Exercise -> Below, reproduce verbatim the lines of the records that begin at the line containing "Find the <item>white" and stop after the line containing "142 L 24 138".

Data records
■ ■ ■

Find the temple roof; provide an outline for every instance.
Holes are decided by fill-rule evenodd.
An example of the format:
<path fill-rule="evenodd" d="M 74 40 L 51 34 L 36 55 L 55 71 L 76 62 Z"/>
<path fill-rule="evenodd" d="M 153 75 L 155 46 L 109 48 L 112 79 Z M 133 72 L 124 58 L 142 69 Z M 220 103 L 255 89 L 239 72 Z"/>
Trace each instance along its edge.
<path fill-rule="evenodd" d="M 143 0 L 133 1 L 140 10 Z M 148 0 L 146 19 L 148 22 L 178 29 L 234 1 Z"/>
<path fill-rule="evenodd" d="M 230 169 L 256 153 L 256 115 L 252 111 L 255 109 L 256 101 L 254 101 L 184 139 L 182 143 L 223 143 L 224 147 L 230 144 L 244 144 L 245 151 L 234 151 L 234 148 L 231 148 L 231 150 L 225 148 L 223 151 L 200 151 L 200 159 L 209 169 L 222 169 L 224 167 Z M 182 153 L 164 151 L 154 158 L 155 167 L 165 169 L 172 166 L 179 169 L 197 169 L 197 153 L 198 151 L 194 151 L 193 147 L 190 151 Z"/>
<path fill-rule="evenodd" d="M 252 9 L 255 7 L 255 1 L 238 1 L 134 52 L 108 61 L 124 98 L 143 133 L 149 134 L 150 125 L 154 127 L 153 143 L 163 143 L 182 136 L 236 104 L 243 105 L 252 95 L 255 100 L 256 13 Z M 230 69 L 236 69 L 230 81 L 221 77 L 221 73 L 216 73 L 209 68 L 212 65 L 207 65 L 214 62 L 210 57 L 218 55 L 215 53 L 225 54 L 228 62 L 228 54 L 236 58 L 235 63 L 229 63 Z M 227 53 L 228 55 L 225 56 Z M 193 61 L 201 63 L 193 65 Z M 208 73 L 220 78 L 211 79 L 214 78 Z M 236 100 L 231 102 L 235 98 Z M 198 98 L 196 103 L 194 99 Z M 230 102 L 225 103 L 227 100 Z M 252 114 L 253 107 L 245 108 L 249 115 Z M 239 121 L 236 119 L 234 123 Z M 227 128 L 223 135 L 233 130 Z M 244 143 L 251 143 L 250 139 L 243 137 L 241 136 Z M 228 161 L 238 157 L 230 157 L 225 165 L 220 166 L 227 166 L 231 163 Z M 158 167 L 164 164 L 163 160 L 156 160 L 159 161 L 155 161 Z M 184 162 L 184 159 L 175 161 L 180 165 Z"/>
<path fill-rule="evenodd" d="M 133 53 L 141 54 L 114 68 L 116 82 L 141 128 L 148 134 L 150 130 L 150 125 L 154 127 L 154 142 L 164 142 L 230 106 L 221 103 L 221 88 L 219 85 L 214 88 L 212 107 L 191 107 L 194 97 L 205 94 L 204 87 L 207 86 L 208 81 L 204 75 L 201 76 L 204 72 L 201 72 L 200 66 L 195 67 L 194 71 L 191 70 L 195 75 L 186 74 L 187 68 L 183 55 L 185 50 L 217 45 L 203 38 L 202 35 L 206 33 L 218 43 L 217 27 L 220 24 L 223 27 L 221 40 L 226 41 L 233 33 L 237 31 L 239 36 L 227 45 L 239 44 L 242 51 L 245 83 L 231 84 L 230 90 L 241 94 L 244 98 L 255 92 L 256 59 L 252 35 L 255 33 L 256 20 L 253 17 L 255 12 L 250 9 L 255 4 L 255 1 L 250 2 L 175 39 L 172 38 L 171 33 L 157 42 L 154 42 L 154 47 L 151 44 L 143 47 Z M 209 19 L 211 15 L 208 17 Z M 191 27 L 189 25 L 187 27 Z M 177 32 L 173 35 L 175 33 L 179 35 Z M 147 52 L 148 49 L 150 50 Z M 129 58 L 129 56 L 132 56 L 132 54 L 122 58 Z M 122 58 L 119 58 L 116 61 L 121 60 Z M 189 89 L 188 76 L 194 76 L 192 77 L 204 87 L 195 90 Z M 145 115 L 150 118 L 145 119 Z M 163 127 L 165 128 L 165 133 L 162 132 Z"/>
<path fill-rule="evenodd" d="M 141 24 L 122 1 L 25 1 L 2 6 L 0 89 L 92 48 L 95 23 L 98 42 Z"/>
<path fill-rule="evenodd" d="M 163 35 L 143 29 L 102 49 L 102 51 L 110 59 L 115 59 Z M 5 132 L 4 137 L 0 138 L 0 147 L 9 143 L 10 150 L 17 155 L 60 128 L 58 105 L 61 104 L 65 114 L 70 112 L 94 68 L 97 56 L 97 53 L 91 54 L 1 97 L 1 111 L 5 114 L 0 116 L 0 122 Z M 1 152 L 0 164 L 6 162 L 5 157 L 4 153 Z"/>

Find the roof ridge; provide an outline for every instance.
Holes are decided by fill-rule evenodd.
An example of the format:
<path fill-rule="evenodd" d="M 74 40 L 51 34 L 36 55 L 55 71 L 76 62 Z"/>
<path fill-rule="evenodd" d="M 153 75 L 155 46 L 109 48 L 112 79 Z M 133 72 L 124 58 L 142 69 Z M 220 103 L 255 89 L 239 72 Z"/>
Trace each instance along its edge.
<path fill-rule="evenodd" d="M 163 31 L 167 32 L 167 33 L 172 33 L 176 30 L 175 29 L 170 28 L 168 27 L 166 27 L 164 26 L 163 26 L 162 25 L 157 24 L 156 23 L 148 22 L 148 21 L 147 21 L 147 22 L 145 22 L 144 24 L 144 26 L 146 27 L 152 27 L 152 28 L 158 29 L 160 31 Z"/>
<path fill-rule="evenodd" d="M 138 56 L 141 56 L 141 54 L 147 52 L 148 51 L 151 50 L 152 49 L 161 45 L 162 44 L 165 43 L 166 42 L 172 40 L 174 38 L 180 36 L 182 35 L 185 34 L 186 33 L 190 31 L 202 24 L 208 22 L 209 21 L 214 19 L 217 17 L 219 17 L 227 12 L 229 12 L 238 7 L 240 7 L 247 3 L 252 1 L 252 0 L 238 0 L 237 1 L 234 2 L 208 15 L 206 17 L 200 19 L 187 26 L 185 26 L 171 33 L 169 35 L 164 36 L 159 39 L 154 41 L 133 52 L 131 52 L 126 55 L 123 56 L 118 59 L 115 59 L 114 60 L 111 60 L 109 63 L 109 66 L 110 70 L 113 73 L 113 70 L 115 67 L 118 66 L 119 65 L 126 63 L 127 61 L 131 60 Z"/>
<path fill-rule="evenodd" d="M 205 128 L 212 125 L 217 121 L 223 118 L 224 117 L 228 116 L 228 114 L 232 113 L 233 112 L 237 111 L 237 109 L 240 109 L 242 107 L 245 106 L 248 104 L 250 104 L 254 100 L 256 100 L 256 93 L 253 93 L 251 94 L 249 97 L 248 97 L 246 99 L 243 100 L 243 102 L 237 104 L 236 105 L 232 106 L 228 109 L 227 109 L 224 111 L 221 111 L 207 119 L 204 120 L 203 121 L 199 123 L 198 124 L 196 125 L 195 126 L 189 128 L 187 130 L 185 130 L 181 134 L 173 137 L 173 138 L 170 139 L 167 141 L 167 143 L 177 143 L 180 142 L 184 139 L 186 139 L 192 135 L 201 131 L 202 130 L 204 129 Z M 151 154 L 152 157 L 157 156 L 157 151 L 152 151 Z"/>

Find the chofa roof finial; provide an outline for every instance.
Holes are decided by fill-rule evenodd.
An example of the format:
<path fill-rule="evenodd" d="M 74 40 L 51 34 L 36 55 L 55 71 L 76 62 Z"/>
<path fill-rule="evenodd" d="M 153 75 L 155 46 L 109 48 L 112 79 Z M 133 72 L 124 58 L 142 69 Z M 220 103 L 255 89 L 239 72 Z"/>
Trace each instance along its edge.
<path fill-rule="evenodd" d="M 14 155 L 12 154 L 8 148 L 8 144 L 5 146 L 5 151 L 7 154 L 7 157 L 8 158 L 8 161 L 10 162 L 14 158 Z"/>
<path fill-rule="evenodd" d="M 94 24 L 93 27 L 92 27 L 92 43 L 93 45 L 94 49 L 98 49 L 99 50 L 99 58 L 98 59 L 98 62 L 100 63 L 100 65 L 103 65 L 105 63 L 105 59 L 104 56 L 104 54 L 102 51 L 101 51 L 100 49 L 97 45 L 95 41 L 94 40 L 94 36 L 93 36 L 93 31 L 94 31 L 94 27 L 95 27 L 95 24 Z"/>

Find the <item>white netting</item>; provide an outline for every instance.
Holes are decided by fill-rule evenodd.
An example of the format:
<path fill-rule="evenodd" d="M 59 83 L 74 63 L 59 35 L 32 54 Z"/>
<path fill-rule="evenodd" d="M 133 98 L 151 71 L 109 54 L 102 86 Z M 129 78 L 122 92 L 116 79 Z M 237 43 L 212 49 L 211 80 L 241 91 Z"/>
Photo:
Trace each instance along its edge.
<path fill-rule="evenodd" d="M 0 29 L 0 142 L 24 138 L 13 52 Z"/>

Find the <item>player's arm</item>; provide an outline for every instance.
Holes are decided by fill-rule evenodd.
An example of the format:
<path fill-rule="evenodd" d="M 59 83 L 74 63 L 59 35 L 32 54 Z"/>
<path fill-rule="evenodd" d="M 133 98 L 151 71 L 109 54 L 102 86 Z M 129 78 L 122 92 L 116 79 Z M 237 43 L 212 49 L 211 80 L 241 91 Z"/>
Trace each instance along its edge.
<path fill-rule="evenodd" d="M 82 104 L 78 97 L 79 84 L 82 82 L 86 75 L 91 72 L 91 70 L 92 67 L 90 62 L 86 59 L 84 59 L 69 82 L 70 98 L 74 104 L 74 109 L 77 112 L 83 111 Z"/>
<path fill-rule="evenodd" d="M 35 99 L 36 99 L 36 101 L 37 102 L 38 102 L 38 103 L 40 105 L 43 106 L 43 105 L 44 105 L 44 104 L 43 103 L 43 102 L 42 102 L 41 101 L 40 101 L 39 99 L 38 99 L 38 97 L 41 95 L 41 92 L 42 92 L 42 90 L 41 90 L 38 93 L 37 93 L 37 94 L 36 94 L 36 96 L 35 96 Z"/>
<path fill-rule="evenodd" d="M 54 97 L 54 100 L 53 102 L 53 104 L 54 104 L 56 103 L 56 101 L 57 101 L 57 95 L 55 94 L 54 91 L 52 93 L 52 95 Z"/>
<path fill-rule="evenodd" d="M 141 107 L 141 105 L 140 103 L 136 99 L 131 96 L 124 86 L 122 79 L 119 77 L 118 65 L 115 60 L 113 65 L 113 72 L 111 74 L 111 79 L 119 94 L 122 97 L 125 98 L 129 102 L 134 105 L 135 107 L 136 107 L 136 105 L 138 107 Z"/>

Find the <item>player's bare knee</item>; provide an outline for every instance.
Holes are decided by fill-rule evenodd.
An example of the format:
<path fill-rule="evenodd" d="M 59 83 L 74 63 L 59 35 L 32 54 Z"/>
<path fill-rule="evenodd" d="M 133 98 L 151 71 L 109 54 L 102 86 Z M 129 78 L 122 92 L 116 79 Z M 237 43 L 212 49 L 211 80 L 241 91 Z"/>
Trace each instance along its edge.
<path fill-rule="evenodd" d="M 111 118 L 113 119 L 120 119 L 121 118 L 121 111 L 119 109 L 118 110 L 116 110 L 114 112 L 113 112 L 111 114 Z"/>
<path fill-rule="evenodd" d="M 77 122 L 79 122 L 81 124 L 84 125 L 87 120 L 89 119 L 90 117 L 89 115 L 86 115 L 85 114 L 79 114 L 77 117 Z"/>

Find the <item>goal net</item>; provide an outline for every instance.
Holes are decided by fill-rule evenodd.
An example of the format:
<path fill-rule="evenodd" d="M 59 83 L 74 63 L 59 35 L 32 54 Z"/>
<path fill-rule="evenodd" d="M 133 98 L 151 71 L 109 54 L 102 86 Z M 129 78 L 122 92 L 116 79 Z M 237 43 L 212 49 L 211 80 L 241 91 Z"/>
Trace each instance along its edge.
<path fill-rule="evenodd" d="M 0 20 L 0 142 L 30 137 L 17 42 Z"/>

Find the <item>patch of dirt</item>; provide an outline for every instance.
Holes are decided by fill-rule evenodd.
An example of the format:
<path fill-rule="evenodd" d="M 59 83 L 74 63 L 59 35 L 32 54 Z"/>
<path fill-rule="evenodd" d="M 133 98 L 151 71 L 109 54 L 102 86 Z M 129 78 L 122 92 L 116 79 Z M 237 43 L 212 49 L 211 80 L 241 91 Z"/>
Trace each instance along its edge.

■ ■ ■

Response to this exercise ->
Find the <item>white netting</item>; provide an outline for every instance.
Holes are decided by fill-rule evenodd.
An example of the format:
<path fill-rule="evenodd" d="M 59 83 L 74 63 L 59 35 L 32 54 Z"/>
<path fill-rule="evenodd" d="M 133 98 L 151 71 L 109 54 L 102 86 Z M 129 78 L 122 92 L 116 79 Z M 237 43 L 212 49 L 211 80 L 241 91 Z"/>
Photo:
Trace each instance along its edge.
<path fill-rule="evenodd" d="M 0 29 L 0 142 L 24 138 L 13 52 Z"/>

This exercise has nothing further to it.